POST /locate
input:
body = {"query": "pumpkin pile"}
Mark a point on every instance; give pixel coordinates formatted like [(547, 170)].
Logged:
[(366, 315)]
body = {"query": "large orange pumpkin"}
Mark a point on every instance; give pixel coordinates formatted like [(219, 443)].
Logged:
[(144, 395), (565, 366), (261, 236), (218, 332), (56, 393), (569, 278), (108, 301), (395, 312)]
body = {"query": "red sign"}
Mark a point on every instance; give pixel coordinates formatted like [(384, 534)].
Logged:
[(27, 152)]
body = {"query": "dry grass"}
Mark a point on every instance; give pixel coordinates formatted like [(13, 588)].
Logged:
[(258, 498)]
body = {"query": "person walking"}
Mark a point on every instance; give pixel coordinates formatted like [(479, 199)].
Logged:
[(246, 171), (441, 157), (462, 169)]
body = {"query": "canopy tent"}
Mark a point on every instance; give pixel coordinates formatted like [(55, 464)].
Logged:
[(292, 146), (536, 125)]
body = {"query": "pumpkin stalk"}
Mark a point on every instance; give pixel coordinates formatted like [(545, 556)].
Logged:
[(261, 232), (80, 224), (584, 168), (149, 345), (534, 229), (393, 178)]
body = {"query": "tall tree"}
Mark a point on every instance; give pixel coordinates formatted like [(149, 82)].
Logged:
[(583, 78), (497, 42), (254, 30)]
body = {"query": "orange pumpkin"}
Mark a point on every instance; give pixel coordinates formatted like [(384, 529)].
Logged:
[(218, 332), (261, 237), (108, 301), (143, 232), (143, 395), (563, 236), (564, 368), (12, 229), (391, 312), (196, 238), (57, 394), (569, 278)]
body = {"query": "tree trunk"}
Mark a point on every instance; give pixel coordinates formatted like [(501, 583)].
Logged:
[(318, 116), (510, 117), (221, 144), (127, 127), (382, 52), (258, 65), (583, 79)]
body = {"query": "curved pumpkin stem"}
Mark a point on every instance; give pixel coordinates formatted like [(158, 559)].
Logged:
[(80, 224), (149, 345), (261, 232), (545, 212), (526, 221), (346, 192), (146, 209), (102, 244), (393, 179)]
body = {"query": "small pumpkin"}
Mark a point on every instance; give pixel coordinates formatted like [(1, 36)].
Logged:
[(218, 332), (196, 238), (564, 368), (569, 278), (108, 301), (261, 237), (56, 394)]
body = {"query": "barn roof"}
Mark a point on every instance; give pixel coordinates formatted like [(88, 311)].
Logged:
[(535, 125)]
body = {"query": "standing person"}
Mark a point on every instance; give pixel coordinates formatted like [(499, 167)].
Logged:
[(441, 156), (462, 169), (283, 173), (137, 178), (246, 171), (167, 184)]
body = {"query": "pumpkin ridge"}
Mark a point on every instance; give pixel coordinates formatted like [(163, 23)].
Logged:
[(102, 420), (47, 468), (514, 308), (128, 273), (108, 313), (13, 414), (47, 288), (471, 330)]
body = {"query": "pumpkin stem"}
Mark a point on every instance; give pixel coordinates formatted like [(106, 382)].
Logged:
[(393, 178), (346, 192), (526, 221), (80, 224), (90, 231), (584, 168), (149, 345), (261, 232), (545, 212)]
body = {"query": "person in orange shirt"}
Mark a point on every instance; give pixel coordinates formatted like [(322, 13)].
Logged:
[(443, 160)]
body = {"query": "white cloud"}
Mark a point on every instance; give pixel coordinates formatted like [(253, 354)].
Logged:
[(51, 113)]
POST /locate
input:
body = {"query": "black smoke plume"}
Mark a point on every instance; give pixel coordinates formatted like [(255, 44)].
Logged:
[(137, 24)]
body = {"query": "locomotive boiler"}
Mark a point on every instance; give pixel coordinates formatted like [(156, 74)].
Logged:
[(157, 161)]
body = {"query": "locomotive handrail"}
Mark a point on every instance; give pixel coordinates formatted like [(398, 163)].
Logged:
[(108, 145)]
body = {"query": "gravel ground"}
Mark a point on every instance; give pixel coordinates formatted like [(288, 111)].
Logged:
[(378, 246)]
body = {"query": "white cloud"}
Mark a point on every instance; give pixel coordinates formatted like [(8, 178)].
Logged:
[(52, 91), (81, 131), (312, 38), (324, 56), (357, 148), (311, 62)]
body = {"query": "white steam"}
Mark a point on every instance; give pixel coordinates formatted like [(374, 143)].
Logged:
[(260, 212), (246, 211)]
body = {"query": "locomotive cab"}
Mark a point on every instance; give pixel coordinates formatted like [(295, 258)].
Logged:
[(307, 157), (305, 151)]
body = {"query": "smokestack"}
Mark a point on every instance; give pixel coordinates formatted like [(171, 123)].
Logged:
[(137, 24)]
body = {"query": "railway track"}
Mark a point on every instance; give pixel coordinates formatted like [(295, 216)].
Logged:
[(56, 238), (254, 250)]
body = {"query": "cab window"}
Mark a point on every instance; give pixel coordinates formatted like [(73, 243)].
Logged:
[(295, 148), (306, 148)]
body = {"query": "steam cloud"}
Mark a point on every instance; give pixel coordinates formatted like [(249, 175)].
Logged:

════════════════

Directions for this task: Each entry needs to be written out again, exactly as given.

Response:
POST /locate
input:
body = {"query": "pumpkin pile"}
Mark a point on every instance; give pixel coordinates formatted like [(547, 170)].
Logged:
[(366, 315)]
body = {"query": "large orange pumpkin"}
Mark a point on every instance; give pixel coordinates formatted like [(219, 443)].
Logged:
[(144, 395), (565, 366), (261, 236), (218, 332), (56, 393), (569, 278), (108, 301), (395, 312)]
body = {"query": "red sign"}
Mark a point on every instance; give pixel coordinates formatted like [(384, 534)].
Logged:
[(27, 152)]
body = {"query": "dry grass"}
Mark a point on every instance; give pixel coordinates formatted like [(13, 588)].
Logged:
[(258, 498)]
body = {"query": "person walking"}
Mark a point on every instance; give pixel coordinates formatted like [(479, 199)].
Logged:
[(246, 171), (441, 157), (462, 169)]
body = {"query": "canopy tent"}
Mark a point on every instance; give pixel coordinates formatted like [(55, 464)].
Logged:
[(292, 146), (536, 125)]
body = {"query": "pumpkin stalk"}
Mark a point on every instance; give pixel coordinates formatted like [(545, 556)].
Logged:
[(261, 232), (80, 224), (584, 168), (149, 345), (534, 229), (393, 178)]
body = {"query": "tall tree"}
Mark a point on every instance; give pixel coordinates formatted like [(149, 82)].
Logged:
[(583, 78), (497, 42), (254, 30)]
body = {"query": "orange pumpkin"}
Mark a point on every instance; give pixel coordinates formatted like [(384, 529)].
Logged:
[(218, 332), (261, 237), (108, 301), (143, 232), (143, 395), (563, 236), (564, 368), (12, 229), (391, 312), (196, 238), (57, 394), (569, 278)]
body = {"query": "tree trunk"}
Mark a point on every instance; give pixel coordinates formatted like [(501, 583)].
Logged:
[(318, 116), (510, 117), (221, 144), (127, 127), (382, 52), (258, 65), (583, 79)]
body = {"query": "curved pumpkin stem"}
Mark a point on every instance; give pixel coordinates formatted like [(158, 559)].
Logged:
[(80, 224), (149, 345), (261, 232), (545, 212), (526, 221), (346, 192), (146, 209), (102, 244), (393, 179)]
body = {"query": "small pumpkin"}
Mark a point on every instance; give pixel coordinates formatted like [(1, 36)].
Logged:
[(218, 332), (196, 238), (564, 368), (569, 278), (108, 301), (261, 237), (56, 394)]
body = {"query": "barn roof"}
Mark a point on every instance; give pixel coordinates formatted like [(88, 311)].
Logged:
[(535, 125)]
body = {"query": "standing person"}
Mark a point on every instance; give pixel coordinates formatted like [(499, 167)].
Logged:
[(441, 156), (462, 169), (283, 173), (137, 178), (246, 171), (167, 184)]
body = {"query": "pumpkin ridge"}
Mark a point on every instance; give pixel coordinates formatted like [(163, 23)].
Logged:
[(102, 420), (47, 468), (514, 308), (128, 273), (108, 313), (13, 414), (47, 288), (471, 330)]
body = {"query": "pumpkin stem"}
Mark a point on every instance; give pixel coordinates formatted like [(106, 382)].
Logged:
[(393, 178), (346, 192), (526, 221), (80, 224), (90, 231), (584, 168), (149, 345), (261, 232), (545, 212)]
body = {"query": "person in orange shirt"}
Mark a point on every instance; give pixel coordinates formatted like [(322, 13)].
Logged:
[(443, 160)]
body = {"query": "white cloud"}
Mark a point on every instance; give pixel coordinates formatted like [(253, 354)].
Logged:
[(51, 113)]
POST /locate
input:
body = {"query": "black smoke plume"}
Mark a point on every instance; give pixel coordinates formatted like [(255, 44)].
Logged:
[(137, 24)]
body = {"query": "locomotive boiler"}
Mark a point on every instance; give pixel coordinates formatted like [(156, 74)].
Logged:
[(157, 161)]
body = {"query": "locomotive handrail"}
Mark a point on every instance; give pixel coordinates formatted like [(398, 163)].
Logged:
[(108, 145)]
body = {"query": "gravel ground"}
Mark a point on every instance; give pixel coordinates formatted like [(288, 111)].
Logged:
[(378, 246)]
body = {"query": "white cloud"}
Mark a point on every instance; give pixel coordinates formatted like [(8, 178)].
Logged:
[(52, 91), (81, 131), (312, 38), (324, 56), (357, 148), (311, 62)]
body = {"query": "white steam"}
Mark a point on every instance; give pixel coordinates formatted like [(374, 143)].
Logged:
[(260, 212), (246, 211)]
body = {"query": "locomotive cab"}
Mark a point on every instance; give pixel coordinates formatted like [(295, 258)].
Logged:
[(307, 157), (305, 151)]
body = {"query": "smokestack"}
Mark a point on every instance; give pixel coordinates formatted like [(171, 123)].
Logged:
[(137, 24)]
body = {"query": "railway track"}
Mark a point on every instance; give pixel coordinates formatted like [(295, 216)].
Logged:
[(56, 238), (254, 250)]
body = {"query": "cab window"}
Mark a point on every instance; give pixel coordinates formatted like [(73, 243)].
Logged:
[(295, 148), (306, 148)]
body = {"query": "steam cloud"}
Mark a point on every instance; give pixel coordinates formatted like [(249, 175)].
Logged:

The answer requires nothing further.